> _TASK ITEM 1_: In the cell metabolism notes, what enzyme is named as the most important regulator of glycolysis?
> _TASK ITEM 2_: Rewrite a passage of the cell metabolism notes, starting at the words "The lactate produced" and ending after "glucose (Cori cycle)", with "heavy exercise" replaced by "strenuous exercise".
> _TASK ITEM 3_: Carry the cell metabolism notes on from their last line.

Week 4: Cell Metabolism Part 1

fermentation

purpose: to regenerate NAD+ so that glycolysis can continue producing ATP in the absence of oxygen

• occurs during intense exercise where oxygen may be lacking but the body still needs energy from glycolysis

uses NADH to turn pyruvate into lactate and leaves behind the required NAD

PFK (phosphofructokinase)

most important regulator of glycolysis

activated by:

• AMP / ADP: signals of low energy in the body

• Fructose 2, 6-biphosphate: binding to PFK and increasing its affinity for its substrate, fructose-6-phosphate (F6P)

inhibited by:

• ATP: body has too much energy

• low pH: caused by lactate

• citrate: produced in citric acid cycle and too much citrate shows that the cell is already producing enough ATP through the cycle

gluconeogenesis

a reversal of glycolysis, pyruvate turns into glucose, occurs in the liver

acetyl coa in allosteric regulation of pyruvate carboxylase

• The reason acetyl-CoA activates pyruvate carboxylase is that it signals high energy status in the cell. When acetyl-CoA levels are high, it indicates that the cell is ready to produce glucose (via gluconeogenesis) because energy is plentiful, and pyruvate carboxylase needs to generate oxaloacetate for the gluconeogenesis pathway.

• Without acetyl-CoA, the cell may be in a low-energy state, so the body will prioritize other pathways (such as glycolysis or fatty acid synthesis) over gluconeogenesis.

Cori Cycle

The lactate produced in muscle during heavy exercise can:

1. Be taken up by some tissues (e.g. heart) converted to pyruvate and used for energy (TCA cycle)

2. Be transported to the liver – and converted to glucose (Cori cycle)

> _RECORDS_:

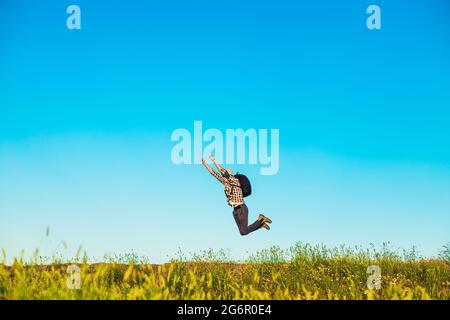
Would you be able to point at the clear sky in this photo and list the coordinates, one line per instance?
(86, 117)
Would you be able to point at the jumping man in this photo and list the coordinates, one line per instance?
(233, 191)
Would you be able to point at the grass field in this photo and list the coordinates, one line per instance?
(300, 272)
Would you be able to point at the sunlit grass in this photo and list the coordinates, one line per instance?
(300, 272)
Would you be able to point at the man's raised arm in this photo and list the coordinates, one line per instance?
(212, 171)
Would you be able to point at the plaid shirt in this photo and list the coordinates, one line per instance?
(232, 189)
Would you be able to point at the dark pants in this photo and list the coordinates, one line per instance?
(241, 218)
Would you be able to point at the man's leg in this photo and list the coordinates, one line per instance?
(241, 218)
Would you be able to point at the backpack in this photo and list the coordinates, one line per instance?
(244, 184)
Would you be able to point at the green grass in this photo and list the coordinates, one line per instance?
(300, 272)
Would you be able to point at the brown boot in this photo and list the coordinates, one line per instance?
(265, 226)
(263, 218)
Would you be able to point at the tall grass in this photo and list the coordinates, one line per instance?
(300, 272)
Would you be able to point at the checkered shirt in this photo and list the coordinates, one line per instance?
(232, 189)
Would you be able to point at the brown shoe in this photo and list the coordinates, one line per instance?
(265, 226)
(263, 218)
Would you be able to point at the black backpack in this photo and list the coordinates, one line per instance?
(245, 184)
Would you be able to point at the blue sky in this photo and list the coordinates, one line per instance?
(86, 117)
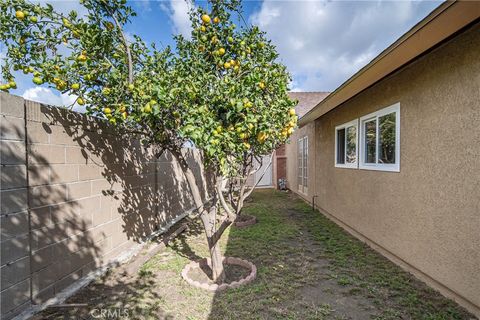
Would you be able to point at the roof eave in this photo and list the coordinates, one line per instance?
(441, 23)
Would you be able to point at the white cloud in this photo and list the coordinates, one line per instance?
(65, 6)
(178, 12)
(47, 96)
(323, 43)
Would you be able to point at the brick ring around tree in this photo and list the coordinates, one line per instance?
(244, 220)
(220, 287)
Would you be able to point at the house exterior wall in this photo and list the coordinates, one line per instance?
(291, 149)
(428, 214)
(426, 217)
(75, 194)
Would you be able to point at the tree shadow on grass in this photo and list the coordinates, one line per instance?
(310, 268)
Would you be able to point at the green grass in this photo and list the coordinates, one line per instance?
(306, 264)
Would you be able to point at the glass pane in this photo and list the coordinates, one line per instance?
(386, 148)
(305, 161)
(351, 144)
(341, 146)
(370, 141)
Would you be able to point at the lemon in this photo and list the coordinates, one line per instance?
(20, 15)
(37, 80)
(206, 18)
(82, 58)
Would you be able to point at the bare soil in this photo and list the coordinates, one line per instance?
(308, 268)
(232, 273)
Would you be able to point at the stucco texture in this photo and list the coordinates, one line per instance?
(428, 214)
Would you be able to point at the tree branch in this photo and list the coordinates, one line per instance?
(125, 43)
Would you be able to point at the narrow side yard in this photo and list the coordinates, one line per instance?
(308, 268)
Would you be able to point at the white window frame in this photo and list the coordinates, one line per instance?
(393, 167)
(302, 163)
(354, 165)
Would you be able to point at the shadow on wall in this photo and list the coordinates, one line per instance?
(147, 192)
(43, 253)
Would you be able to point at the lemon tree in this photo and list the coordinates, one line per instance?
(222, 90)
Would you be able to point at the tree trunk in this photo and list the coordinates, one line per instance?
(209, 220)
(208, 217)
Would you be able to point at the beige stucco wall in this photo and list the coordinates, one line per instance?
(428, 214)
(291, 150)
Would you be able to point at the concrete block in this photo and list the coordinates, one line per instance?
(47, 195)
(42, 258)
(63, 136)
(75, 155)
(13, 177)
(38, 132)
(66, 281)
(12, 128)
(44, 153)
(14, 248)
(38, 174)
(40, 217)
(15, 296)
(13, 200)
(12, 152)
(13, 225)
(15, 272)
(90, 172)
(79, 190)
(44, 278)
(62, 173)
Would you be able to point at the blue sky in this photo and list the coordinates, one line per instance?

> _REPLY 1_: PFK (phosphofructokinase).

> _REPLY 2_:
The lactate produced in muscle during strenuous exercise can:

1. Be taken up by some tissues (e.g. heart) converted to pyruvate and used for energy (TCA cycle)

2. Be transported to the liver – and converted to glucose (Cori cycle)

> _REPLY 3_:
pyruvate dehydrogenase complex

an enzyme complex that plays a crucial role in cellular metabolism. It acts as a link between glycolysis (the breakdown of glucose) and the citric acid cycle

• The enzyme complex catalyzes the conversion of pyruvate into acetyl-CoA by removing a carbon atom from pyruvate (in the form of CO₂). This process is called decarboxylation.

• The remaining two-carbon molecule is then attached to coenzyme A (CoA) to form acetyl-CoA, which is the key molecule for the citric acid cycle.

• During the conversion, NAD+ (nicotinamide adenine dinucleotide) is reduced to NADH, which carries electrons to the electron transport chain to produce ATP

TCA Cycle

complete oxidation of the C atoms on acetyl CoA (lost as CO2)

• acetyl CoA (2C) condenses with 4C oxaloacetate to form citric acid (6C)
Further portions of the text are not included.